### GIVEN PASSAGE
┌──
The Federal Tax Service released Thursday details about the first year of a ‘tax on the rich’. However, this is not a tax on billionaires. Since last year, income tax in Russia has risen to 15 percent (from a flat-rate 13 percent) for anyone earning more than 5 million rubles ($67,000) a year. The higher tax applies to all earnings above this threshold.
- Until this ‘tax on the rich’, a 13-percent flat rate of income tax had been in force since 2001. The adoption of this flat-rate greatly simplified the process of tax collections for an inefficient tax service, helped reduce the practice of ‘gray’ salaries when employees are paid in cash, and allowed the authorities to boast that Russia had some of the lowest taxes in the world (in reality, it’s not so simple — the tax burden was essentially moved from employees to businesses).
- In the end, the financial windfall from the tax change was just 82.7 billion rubles ($1.1 billion). That was a third more than planned, but still a relatively small amount when it comes to government spending. Half the funds were collected in Moscow.
└──
### TASK INSTRUCTIONS
**1)** In the passage on Russia's higher income tax, reproduce the text from "The Federal Tax" up to and including "employees to businesses).".
**2)** Take the article on Russia's 15-percent income tax for high earners further, starting after its final sentence.

### EXTRACTED RECORDS
┌──
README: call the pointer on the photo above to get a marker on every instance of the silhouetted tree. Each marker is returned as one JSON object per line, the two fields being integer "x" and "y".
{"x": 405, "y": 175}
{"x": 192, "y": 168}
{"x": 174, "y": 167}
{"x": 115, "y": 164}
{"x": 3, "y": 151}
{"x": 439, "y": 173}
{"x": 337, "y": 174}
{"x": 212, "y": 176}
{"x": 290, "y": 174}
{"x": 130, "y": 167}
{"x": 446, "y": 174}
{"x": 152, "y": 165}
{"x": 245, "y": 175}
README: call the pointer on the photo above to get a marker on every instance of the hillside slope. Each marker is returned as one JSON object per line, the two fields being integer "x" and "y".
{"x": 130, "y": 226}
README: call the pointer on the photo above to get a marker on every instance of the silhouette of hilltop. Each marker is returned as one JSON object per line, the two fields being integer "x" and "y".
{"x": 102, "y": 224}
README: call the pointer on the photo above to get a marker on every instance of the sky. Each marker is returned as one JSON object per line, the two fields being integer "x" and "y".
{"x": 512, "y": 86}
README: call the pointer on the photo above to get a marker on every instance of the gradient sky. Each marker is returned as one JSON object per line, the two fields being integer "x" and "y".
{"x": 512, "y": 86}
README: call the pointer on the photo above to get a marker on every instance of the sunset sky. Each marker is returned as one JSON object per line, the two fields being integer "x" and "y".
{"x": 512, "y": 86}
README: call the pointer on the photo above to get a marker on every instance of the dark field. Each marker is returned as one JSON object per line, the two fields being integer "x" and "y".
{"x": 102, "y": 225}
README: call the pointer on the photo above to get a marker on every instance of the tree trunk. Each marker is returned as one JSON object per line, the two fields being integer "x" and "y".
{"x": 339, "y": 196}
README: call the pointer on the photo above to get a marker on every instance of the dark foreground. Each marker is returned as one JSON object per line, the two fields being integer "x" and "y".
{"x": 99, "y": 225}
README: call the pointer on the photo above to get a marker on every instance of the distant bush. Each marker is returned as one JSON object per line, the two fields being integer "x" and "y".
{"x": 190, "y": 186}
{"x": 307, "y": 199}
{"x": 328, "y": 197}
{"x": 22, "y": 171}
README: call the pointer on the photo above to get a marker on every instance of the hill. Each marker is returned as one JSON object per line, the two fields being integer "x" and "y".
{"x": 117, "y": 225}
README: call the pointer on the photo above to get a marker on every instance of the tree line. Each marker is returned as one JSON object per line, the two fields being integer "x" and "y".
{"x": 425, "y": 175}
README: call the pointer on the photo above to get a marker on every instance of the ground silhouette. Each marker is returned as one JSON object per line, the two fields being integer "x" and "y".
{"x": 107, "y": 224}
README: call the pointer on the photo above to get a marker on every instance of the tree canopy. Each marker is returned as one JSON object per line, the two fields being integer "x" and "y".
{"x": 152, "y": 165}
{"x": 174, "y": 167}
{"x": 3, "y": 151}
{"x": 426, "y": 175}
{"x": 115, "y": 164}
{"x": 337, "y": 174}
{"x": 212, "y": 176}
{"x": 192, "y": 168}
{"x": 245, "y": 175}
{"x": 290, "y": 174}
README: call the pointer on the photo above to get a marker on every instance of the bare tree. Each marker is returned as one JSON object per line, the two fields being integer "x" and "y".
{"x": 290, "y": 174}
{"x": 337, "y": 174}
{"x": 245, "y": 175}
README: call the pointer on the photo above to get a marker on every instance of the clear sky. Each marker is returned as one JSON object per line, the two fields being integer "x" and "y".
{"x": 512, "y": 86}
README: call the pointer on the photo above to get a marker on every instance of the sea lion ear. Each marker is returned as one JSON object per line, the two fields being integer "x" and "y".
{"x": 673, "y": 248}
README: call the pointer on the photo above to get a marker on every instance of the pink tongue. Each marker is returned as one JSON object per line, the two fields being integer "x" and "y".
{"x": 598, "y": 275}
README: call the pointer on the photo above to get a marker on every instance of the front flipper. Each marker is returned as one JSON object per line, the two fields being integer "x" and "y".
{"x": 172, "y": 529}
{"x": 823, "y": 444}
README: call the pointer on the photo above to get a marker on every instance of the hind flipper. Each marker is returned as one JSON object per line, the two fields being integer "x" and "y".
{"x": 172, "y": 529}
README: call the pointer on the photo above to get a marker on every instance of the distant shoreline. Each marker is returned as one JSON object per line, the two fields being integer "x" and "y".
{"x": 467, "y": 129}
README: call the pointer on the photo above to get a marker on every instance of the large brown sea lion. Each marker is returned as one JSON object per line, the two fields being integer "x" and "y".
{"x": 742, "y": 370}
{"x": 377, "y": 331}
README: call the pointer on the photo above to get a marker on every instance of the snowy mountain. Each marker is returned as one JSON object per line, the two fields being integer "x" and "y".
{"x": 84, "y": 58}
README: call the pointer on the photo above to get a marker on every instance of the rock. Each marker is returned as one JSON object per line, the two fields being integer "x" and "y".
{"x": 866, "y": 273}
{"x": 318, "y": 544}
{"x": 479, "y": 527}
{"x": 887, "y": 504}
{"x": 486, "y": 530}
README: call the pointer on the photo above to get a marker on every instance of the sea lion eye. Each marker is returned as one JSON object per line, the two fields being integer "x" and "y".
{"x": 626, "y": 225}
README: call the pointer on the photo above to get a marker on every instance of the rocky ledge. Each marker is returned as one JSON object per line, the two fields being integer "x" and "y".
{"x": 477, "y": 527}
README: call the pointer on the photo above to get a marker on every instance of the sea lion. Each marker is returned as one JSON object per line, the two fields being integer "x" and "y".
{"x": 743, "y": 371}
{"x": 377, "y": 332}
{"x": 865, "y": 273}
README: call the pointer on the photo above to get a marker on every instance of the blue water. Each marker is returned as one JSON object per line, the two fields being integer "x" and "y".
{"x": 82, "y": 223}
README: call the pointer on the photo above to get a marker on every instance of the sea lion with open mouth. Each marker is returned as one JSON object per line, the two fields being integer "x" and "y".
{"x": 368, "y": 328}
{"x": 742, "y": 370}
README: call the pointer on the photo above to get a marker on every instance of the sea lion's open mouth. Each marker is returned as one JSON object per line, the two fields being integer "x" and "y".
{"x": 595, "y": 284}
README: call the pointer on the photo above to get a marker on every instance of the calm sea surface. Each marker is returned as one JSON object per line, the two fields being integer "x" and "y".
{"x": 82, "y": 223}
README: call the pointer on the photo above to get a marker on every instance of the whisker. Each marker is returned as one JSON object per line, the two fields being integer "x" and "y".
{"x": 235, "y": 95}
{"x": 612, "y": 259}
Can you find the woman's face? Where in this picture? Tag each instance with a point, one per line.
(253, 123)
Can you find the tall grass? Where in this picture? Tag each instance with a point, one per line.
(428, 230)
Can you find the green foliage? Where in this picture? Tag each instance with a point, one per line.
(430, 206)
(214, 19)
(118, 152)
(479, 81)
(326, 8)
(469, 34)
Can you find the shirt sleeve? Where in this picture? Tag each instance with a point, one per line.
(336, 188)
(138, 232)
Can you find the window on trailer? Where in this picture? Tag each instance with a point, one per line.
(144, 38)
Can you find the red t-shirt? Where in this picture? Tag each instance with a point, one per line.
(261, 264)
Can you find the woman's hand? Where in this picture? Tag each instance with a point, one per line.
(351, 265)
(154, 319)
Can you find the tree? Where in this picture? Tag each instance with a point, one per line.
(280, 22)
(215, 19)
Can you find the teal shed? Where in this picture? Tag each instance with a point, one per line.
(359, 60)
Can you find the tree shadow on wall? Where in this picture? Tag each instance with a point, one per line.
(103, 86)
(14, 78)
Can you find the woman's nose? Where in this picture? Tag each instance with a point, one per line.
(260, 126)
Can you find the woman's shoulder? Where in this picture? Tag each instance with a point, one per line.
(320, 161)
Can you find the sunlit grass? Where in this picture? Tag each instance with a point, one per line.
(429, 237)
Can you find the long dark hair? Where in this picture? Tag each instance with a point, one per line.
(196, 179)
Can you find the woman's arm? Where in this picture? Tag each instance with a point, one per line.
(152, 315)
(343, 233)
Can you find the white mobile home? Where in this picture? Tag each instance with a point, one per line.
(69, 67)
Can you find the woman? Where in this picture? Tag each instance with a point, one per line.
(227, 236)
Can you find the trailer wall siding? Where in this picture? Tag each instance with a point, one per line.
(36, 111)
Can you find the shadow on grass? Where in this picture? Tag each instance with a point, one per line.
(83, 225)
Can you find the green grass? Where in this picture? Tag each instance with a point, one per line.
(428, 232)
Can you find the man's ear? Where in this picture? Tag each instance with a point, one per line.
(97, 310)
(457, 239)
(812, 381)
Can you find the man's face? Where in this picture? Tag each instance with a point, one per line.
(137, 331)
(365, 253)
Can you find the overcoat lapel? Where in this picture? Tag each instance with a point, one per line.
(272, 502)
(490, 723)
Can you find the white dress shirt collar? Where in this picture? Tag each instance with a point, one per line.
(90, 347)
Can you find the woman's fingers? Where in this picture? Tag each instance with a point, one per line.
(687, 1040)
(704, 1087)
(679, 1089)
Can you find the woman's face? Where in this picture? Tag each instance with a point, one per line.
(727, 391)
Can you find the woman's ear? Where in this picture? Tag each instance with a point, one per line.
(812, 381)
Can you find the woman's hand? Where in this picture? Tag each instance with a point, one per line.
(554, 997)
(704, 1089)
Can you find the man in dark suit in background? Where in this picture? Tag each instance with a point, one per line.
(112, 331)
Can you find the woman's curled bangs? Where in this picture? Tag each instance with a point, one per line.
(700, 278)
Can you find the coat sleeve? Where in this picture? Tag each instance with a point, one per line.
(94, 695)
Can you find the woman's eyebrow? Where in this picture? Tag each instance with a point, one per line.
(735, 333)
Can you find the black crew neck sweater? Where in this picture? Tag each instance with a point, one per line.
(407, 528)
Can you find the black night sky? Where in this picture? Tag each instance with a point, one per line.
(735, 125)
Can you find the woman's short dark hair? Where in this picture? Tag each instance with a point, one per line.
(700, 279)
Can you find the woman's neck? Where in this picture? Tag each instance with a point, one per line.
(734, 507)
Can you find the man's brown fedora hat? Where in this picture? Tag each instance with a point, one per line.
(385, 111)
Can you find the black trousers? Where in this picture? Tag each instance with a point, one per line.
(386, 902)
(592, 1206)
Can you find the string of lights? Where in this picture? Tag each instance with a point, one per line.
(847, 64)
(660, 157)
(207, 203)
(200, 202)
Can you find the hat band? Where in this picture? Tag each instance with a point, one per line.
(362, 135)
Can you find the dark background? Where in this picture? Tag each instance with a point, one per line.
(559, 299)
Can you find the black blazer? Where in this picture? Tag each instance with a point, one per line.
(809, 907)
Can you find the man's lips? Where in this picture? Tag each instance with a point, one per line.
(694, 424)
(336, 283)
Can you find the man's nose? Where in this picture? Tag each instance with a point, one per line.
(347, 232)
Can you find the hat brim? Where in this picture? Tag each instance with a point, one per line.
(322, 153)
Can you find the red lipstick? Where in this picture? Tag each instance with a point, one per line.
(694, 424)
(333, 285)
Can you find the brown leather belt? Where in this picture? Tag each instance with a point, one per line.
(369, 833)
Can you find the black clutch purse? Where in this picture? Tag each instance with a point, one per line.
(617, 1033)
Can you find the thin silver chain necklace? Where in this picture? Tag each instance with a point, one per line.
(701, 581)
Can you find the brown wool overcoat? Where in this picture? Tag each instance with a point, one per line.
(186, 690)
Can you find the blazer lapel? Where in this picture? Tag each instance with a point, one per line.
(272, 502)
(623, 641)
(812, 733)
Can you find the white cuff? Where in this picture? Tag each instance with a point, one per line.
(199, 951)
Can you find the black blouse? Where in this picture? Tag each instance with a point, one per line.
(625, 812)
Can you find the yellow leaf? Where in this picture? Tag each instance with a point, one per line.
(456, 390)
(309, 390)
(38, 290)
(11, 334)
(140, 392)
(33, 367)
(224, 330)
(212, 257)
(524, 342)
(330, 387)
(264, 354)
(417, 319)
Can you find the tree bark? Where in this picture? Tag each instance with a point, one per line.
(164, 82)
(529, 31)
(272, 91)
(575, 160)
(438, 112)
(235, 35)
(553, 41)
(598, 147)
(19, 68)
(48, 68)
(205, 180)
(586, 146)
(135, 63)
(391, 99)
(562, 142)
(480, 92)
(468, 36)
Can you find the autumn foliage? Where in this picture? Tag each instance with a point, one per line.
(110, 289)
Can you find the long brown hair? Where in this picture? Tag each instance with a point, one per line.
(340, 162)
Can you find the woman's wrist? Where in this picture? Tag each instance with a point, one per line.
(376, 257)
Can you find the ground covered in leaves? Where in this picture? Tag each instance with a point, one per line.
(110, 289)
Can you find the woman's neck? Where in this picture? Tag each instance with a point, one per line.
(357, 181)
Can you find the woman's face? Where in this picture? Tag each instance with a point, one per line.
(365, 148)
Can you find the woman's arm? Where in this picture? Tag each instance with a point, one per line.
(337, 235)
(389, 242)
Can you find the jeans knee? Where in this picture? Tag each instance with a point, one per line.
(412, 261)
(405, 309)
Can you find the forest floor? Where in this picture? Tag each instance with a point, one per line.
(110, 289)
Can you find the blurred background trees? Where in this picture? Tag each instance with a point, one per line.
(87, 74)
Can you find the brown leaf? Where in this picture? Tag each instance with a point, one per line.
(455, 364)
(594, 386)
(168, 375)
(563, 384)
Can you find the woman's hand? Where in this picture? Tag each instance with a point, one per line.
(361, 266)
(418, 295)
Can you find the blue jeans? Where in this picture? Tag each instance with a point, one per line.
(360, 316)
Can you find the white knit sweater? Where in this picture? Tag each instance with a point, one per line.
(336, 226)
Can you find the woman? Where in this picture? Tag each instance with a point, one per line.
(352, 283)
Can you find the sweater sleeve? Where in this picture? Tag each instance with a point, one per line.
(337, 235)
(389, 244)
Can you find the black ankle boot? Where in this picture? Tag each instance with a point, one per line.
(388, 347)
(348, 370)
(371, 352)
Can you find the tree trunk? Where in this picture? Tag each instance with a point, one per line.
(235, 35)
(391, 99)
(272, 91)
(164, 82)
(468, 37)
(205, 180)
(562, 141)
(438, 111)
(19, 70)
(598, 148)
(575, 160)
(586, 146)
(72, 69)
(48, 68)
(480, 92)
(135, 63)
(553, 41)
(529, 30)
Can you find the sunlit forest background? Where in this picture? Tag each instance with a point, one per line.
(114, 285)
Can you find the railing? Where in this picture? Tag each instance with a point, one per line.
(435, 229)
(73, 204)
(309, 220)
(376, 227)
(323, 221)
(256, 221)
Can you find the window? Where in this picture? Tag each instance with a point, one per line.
└──
### EXPECTED OUTPUTS
**1)**
The Federal Tax Service released Thursday details about the first year of a ‘tax on the rich’. However, this is not a tax on billionaires. Since last year, income tax in Russia has risen to 15 percent (from a flat-rate 13 percent) for anyone earning more than 5 million rubles ($67,000) a year. The higher tax applies to all earnings above this threshold.
- Until this ‘tax on the rich’, a 13-percent flat rate of income tax had been in force since 2001. The adoption of this flat-rate greatly simplified the process of tax collections for an inefficient tax service, helped reduce the practice of ‘gray’ salaries when employees are paid in cash, and allowed the authorities to boast that Russia had some of the lowest taxes in the world (in reality, it’s not so simple — the tax burden was essentially moved from employees to businesses).

**2)**
- However, the goal of the tax was always less about fundraising and more to do with making a statement about social justice. Putin explained the tax increase at the time by saying that all the money raised would be donated to Circle of Kindness, a charity that pays to treat children suffering from rare illnesses. This sounded like a good idea, but, Russian bureaucracy being what it is, there were inevitable failures.
- One striking case emerged earlier this month. Before Circle of Kindness was set-up, the only way for Russians to access the world’s most expensive medication — Zolgensma — was via private donations (one Zolgensma injection can cure a child with spinal muscular atrophy). Late last year, four-year-old Mark Ugrekhelidze was among those fortunate enough to raise the required sum without state support.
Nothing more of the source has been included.